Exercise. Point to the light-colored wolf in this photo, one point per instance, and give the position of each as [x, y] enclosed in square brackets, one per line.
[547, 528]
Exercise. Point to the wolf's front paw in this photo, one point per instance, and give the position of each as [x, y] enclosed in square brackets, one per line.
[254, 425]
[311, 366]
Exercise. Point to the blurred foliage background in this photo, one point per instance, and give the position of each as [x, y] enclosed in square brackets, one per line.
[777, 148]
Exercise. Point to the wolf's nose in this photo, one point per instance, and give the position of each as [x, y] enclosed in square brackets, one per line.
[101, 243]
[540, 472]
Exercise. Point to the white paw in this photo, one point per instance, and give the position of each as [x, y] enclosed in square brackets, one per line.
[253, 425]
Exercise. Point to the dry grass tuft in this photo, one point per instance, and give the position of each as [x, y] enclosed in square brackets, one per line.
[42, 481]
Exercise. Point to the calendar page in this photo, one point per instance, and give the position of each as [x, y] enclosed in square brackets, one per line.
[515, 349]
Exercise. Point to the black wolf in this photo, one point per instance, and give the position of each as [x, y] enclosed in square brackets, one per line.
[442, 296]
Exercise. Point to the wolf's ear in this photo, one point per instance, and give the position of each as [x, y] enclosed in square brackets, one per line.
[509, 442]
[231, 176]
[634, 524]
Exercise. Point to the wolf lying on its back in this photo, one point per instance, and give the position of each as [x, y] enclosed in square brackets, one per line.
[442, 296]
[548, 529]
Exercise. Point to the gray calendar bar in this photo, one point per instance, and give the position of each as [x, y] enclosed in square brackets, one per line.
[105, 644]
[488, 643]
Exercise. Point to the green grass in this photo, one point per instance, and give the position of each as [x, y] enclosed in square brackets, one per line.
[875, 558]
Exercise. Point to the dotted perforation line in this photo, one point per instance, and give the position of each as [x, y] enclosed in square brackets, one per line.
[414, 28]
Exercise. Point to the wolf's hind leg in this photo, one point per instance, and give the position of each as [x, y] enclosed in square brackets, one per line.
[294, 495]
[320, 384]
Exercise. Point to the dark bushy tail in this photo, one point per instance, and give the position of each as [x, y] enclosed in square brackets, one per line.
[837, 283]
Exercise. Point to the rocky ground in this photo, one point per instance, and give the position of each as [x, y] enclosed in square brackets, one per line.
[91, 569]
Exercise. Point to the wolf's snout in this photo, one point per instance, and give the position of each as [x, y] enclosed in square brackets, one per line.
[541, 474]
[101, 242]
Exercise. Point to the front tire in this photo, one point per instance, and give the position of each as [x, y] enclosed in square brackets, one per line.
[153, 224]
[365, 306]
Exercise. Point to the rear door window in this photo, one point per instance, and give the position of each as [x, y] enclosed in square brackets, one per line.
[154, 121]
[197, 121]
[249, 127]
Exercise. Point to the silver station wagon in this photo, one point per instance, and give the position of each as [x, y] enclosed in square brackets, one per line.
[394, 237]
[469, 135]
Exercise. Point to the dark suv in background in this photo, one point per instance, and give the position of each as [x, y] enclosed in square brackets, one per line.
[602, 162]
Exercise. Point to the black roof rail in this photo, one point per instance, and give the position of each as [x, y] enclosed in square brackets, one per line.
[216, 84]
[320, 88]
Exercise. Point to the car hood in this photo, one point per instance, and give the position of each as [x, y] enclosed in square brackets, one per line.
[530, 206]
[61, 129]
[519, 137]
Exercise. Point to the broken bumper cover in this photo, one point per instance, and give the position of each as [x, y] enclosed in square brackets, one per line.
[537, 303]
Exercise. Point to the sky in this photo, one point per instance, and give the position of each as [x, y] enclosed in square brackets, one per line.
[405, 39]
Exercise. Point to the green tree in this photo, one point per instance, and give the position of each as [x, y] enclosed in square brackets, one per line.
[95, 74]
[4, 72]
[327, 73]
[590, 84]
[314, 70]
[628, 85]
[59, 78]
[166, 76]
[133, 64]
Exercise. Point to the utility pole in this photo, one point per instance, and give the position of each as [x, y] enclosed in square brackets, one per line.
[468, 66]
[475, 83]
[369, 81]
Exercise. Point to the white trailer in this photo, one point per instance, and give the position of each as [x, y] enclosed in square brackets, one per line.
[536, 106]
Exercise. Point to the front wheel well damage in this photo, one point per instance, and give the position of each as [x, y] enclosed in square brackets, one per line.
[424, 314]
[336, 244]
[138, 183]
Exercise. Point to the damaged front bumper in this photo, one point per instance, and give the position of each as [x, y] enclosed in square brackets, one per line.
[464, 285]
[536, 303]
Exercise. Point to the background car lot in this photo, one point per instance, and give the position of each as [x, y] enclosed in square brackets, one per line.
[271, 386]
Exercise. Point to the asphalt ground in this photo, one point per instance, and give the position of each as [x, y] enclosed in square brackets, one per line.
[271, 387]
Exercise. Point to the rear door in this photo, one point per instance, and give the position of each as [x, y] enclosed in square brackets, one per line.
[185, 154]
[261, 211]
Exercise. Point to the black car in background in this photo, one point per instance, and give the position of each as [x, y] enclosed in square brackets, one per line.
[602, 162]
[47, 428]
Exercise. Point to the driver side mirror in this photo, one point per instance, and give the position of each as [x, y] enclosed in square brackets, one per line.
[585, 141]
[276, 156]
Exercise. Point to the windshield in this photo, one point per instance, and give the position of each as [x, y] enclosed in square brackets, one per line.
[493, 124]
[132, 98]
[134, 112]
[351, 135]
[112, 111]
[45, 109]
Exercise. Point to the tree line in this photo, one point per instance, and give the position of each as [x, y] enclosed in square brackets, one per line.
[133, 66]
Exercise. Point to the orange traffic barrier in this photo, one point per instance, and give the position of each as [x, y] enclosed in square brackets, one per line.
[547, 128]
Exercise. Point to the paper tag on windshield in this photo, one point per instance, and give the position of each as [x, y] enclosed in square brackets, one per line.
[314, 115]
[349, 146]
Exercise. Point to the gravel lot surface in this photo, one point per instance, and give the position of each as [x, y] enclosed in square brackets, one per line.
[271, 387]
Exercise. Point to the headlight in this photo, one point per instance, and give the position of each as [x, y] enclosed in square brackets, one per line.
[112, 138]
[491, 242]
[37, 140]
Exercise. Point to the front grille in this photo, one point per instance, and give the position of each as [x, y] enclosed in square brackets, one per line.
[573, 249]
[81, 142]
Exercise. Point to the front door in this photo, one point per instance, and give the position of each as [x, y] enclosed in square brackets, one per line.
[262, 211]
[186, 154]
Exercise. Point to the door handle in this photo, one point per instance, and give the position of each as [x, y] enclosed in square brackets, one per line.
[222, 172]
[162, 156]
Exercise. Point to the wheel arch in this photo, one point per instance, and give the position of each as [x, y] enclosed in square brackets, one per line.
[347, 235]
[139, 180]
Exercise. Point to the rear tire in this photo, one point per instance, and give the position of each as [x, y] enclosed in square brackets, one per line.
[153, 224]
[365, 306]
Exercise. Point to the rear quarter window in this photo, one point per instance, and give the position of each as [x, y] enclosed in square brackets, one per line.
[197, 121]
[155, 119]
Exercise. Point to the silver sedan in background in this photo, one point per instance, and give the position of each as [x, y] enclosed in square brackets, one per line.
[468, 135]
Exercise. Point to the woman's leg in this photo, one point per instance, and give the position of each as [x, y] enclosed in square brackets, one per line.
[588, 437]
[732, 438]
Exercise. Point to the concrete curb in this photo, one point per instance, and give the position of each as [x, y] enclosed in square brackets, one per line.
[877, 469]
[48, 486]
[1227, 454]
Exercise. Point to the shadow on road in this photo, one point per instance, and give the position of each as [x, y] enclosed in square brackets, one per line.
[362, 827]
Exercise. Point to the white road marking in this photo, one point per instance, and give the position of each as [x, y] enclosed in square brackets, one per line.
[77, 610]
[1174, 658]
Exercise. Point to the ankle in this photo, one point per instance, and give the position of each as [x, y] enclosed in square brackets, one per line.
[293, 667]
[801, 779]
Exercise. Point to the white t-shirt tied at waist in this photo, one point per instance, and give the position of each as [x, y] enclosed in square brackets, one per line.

### ANWEISUNG
Schreib die Zeilen von der Zeile mit „Exercise. Point to the white road“ bis einschließlich der letzten Zeile oben Wort für Wort ab.

### ANTWORT
Exercise. Point to the white road marking in this photo, one point per instance, and give the position of each as [x, y] enclosed in square brackets, one per line.
[77, 610]
[1174, 658]
Exercise. Point to the ankle in this photo, one point per instance, and give the position of each as [x, y] enclosed in square brackets, one per line.
[293, 667]
[801, 779]
Exercise. Point to the white t-shirt tied at waist in this photo, one point per instance, and give the position of each as [x, y] enclosed in square brackets, one per line.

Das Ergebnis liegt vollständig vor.